_Records shown_
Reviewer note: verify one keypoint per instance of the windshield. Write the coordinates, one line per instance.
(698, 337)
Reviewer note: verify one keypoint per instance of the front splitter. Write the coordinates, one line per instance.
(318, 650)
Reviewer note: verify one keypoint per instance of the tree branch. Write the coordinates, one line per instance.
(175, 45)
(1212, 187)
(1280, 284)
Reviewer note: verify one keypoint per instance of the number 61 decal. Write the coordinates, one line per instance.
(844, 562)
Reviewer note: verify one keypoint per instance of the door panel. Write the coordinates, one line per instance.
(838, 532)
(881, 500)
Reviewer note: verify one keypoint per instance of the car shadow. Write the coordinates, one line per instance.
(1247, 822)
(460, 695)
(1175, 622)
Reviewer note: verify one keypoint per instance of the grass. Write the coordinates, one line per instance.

* * *

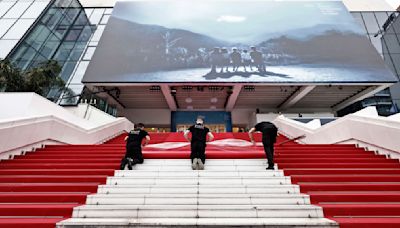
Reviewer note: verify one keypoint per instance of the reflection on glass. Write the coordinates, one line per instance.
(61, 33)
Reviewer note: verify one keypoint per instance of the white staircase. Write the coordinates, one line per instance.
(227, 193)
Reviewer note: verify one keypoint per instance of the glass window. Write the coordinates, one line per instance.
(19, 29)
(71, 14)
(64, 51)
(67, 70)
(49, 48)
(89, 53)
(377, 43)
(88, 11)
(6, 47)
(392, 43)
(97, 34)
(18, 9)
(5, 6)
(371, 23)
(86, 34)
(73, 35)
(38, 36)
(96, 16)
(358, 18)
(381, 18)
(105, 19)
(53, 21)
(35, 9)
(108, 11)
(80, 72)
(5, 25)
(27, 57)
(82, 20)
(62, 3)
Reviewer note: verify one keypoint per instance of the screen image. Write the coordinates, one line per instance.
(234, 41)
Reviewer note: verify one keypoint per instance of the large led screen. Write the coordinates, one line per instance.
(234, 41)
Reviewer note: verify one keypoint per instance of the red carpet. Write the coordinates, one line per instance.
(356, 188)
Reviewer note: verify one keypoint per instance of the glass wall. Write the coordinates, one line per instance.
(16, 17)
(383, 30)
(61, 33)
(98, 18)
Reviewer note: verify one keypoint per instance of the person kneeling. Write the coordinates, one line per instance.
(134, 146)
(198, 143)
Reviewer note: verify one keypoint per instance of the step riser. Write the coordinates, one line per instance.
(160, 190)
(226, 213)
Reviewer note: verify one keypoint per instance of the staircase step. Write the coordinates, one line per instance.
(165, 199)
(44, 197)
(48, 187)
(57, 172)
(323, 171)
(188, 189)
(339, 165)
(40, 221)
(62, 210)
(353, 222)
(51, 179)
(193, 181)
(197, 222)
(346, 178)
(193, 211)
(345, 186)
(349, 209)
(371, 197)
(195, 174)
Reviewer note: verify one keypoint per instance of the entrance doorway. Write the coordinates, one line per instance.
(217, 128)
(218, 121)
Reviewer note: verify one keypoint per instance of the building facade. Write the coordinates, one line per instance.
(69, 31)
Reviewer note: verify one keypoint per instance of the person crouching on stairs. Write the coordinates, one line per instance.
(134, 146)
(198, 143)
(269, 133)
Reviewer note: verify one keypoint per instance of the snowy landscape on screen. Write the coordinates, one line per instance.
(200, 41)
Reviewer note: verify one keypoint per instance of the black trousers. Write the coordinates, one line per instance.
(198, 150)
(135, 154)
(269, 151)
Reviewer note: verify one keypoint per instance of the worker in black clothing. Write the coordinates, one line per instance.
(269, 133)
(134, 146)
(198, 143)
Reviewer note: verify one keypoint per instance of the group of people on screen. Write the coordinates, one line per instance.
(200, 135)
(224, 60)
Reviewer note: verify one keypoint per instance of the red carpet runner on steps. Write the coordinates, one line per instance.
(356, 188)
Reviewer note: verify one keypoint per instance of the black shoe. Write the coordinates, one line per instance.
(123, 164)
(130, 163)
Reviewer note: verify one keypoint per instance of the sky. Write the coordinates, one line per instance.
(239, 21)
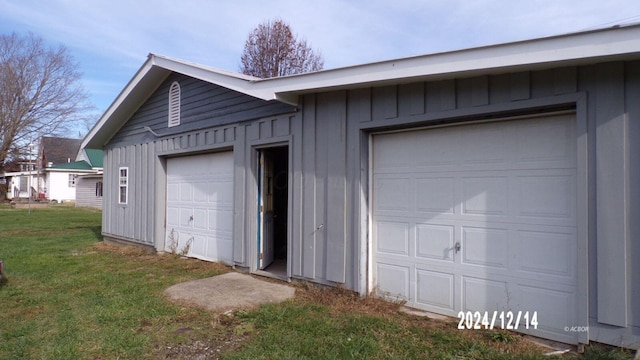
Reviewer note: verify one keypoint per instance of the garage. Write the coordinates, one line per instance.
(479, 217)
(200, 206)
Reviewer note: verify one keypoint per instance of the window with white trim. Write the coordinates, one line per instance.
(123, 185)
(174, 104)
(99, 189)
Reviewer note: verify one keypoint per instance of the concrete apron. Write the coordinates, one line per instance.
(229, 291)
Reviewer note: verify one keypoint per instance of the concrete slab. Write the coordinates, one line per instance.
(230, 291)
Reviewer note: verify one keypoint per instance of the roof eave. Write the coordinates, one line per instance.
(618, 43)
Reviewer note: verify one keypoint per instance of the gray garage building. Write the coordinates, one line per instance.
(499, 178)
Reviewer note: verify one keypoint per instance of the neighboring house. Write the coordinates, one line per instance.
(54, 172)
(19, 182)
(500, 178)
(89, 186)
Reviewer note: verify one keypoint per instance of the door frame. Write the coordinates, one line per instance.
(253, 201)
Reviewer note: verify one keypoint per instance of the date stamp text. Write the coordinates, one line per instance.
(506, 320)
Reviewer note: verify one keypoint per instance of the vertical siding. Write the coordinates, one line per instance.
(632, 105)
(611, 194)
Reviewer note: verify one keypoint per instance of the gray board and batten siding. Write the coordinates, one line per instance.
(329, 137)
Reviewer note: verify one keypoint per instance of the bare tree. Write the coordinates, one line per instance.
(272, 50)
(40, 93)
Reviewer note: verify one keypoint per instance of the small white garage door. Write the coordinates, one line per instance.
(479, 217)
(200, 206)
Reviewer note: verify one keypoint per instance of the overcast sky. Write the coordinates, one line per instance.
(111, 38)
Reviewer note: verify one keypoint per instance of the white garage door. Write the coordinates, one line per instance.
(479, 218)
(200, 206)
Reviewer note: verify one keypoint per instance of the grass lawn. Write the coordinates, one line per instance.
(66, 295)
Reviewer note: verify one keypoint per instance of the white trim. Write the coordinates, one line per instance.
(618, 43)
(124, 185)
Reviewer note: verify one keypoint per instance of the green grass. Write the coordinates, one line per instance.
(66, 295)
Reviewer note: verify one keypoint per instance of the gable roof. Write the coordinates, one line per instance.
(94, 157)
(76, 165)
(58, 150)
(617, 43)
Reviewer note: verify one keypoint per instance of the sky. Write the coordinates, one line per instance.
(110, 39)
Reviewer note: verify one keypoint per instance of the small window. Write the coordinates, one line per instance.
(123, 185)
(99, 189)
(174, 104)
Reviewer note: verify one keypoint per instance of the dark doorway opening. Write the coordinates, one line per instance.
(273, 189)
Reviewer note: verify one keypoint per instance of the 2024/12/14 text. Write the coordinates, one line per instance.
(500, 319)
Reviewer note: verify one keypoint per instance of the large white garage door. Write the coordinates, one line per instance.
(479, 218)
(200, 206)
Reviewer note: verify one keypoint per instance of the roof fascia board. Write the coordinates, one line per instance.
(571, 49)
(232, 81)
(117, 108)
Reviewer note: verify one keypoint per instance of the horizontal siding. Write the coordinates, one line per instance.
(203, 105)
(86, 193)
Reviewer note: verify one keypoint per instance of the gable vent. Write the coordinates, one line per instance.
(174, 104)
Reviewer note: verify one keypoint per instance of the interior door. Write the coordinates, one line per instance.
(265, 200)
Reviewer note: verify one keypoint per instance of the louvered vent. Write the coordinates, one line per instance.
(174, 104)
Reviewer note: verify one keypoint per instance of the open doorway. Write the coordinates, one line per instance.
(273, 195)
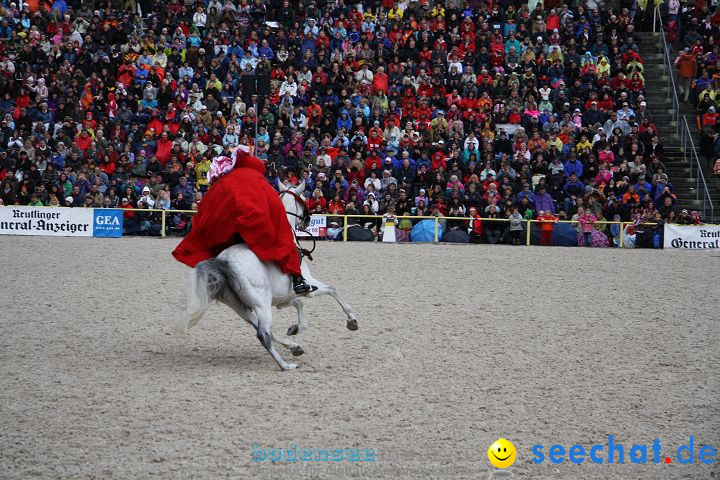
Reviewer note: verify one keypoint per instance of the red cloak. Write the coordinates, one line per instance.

* * *

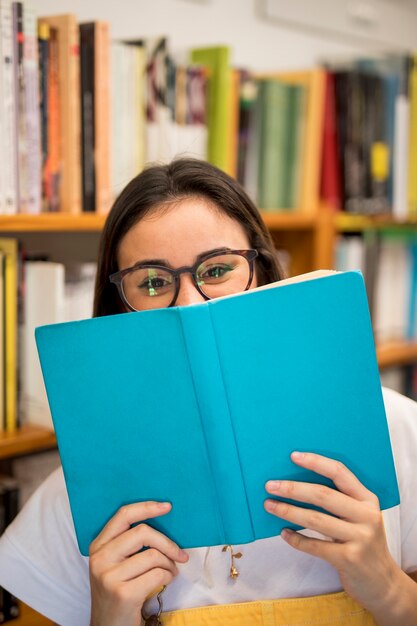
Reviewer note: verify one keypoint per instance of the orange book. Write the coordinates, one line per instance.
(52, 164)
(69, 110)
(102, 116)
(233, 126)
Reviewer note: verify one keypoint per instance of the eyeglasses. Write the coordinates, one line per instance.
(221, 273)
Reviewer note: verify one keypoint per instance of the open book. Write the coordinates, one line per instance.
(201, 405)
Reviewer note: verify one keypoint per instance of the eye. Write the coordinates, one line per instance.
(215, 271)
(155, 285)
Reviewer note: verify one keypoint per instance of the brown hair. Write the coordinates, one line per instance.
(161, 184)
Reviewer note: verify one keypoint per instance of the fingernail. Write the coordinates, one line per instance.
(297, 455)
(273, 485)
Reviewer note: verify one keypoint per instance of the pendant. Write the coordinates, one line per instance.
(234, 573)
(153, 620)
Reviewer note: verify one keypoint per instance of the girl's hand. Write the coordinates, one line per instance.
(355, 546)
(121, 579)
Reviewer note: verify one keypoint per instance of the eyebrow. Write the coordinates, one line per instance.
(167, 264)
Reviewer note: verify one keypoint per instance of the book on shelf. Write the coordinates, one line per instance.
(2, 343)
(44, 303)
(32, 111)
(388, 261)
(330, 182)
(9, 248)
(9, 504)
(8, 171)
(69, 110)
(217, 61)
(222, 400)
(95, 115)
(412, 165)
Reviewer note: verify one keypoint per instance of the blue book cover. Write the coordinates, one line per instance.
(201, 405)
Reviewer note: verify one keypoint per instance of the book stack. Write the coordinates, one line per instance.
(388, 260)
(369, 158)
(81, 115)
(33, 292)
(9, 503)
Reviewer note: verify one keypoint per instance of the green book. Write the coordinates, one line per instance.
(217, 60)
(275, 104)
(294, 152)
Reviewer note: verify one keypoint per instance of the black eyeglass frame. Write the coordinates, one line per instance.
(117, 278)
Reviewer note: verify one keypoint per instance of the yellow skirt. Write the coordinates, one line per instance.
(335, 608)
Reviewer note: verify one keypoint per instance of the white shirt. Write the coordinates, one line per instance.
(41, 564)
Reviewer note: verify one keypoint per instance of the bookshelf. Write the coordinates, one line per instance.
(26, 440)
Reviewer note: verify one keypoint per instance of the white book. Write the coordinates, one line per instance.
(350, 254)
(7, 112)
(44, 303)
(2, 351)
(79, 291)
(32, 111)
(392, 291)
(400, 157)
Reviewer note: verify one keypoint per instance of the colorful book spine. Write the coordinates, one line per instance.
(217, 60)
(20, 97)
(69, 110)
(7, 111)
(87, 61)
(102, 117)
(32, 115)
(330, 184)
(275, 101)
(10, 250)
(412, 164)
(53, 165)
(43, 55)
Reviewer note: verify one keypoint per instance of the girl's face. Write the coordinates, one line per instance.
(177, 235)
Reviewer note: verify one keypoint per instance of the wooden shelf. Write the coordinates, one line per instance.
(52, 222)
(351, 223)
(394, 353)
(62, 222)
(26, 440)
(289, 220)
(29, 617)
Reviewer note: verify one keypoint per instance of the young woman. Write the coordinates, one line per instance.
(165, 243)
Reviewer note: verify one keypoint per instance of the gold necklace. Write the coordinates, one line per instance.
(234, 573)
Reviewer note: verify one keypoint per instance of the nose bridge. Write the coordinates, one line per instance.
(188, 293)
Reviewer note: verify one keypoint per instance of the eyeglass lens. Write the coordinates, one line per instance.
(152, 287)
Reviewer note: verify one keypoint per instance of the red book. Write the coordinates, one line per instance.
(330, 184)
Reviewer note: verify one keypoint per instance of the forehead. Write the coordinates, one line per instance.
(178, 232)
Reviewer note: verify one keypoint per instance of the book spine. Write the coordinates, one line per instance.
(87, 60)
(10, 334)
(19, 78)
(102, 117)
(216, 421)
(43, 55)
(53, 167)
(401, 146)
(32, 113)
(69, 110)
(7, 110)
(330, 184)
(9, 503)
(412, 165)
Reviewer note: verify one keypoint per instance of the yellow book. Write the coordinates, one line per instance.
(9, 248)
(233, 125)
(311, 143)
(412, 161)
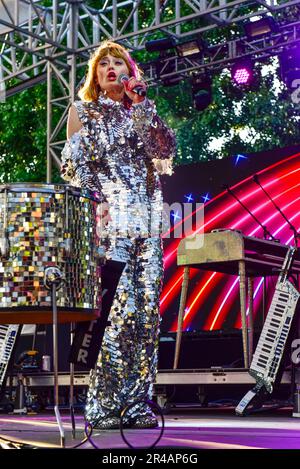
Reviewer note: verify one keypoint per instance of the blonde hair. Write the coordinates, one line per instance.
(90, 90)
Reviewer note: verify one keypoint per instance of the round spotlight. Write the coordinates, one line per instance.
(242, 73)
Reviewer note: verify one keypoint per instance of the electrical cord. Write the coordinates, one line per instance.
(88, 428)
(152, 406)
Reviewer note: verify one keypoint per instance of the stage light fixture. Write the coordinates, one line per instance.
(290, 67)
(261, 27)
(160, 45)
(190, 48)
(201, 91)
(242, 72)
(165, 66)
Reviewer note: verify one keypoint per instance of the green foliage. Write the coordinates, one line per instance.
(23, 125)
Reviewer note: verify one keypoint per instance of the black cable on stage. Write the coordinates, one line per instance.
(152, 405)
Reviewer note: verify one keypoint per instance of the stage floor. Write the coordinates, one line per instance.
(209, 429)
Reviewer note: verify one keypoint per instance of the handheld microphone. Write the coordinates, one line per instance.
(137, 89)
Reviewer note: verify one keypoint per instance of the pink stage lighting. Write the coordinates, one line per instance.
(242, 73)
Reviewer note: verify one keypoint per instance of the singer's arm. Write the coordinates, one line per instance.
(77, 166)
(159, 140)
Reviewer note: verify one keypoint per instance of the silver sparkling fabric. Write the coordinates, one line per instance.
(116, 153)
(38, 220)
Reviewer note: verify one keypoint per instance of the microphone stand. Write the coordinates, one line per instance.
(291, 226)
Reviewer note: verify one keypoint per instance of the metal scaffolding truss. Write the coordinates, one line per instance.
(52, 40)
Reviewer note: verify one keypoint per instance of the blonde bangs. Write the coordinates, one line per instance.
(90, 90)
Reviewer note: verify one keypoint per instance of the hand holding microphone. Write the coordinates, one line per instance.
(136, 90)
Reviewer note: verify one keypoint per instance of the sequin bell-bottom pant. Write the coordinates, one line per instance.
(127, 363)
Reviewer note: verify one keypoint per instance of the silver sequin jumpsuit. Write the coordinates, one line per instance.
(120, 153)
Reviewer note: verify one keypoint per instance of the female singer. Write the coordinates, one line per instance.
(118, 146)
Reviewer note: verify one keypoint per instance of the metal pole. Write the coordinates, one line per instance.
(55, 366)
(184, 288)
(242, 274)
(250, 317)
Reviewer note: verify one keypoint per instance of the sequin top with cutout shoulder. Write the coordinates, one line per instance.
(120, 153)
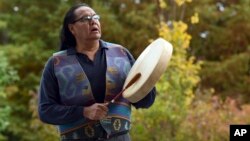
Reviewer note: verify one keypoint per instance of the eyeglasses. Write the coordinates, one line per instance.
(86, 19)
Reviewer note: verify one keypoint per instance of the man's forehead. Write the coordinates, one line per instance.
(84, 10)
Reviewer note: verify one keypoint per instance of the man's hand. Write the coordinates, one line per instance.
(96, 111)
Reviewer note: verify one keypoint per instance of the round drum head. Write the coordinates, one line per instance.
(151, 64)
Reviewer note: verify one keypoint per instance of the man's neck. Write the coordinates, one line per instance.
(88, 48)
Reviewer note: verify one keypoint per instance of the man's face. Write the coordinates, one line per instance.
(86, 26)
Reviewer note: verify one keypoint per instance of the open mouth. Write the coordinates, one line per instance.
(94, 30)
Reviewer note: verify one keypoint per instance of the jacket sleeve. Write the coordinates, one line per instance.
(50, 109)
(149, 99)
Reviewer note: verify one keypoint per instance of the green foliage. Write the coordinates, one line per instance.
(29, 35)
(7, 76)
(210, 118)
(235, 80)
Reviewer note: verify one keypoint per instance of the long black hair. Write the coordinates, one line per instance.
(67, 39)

_Given problem_
Rewrite the items from the line with "windshield. Write the coordinates, one line per instance." up to and including the line with "(1175, 622)", keeping each request line as it is and shifting every coordinate in the answers by adding -23 to each number.

_The output_
Reviewer note: verify one keypoint per instance of the windshield. Write the coordinates, one line per instance.
(675, 314)
Reviewer note: verify one keypoint per instance of the front splitter. Write the coordinates, one line per instance.
(295, 627)
Reviewer note: verify one keypoint per instance of the tree branch. Write the coordinates, one line per instance.
(152, 22)
(1189, 164)
(1257, 261)
Reviewer note: verify one keypoint per instance of the number 61 decal. Write the coordinates, one line per instance.
(821, 539)
Reviewer note: verify one keypoint per instance of the door panel. Write the coordinates, one line per instance.
(815, 509)
(858, 477)
Reviewer note: verify one keypoint per instance of the car shadow. Write the coordinates, one line per instance.
(1224, 799)
(437, 672)
(1152, 599)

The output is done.